| DIRECTIONS FOR THIS TASK |
Repeat each record below exactly, dropping the pictures.

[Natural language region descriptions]
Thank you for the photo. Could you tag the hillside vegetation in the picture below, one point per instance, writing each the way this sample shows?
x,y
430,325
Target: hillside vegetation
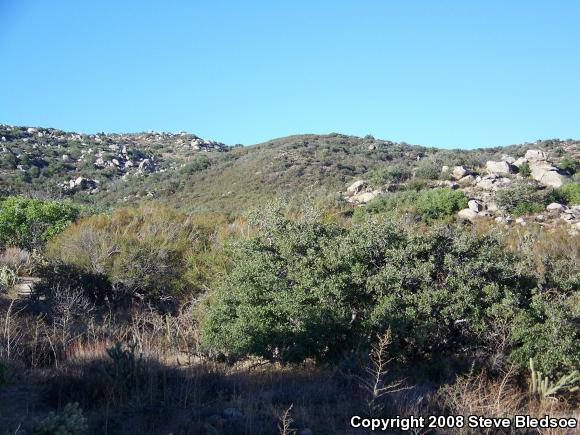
x,y
160,283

| EXPECTED ANSWER |
Thank you for the photo. Could you tag the hillside vegetation in the picture below, one point per instance, writing each the way this sample shows?
x,y
430,325
Target: hillside vegetation
x,y
160,283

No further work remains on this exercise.